▸ **Data to process**:
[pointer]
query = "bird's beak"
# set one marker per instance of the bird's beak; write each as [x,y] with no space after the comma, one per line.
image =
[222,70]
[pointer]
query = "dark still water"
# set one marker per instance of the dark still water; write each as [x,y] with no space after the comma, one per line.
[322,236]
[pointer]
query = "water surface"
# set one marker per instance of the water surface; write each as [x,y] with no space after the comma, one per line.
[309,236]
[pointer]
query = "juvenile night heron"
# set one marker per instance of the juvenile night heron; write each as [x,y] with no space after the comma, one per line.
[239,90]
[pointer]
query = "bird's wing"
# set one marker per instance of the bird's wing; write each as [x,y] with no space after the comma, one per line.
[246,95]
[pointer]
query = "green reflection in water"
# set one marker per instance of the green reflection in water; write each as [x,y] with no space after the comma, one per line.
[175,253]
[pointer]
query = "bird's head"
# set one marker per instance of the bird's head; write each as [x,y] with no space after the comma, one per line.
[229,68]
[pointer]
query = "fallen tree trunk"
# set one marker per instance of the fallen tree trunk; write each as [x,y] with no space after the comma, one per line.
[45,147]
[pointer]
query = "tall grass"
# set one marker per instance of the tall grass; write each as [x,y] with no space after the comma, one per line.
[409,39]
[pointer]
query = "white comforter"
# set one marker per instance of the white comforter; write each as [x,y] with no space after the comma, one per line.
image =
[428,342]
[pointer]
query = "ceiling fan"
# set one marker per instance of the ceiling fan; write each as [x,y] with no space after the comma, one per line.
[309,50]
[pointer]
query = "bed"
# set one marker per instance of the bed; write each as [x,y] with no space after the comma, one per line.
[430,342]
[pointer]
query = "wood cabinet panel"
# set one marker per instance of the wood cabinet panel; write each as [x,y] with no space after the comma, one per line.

▸ **Exercise objective**:
Please extract every line of the entries above that contains the word "white". Case counts.

▸ **Full solution**:
query = "white comforter"
# set one marker per instance of the white comforter; write each as [x,y] with no space after the comma, one per line.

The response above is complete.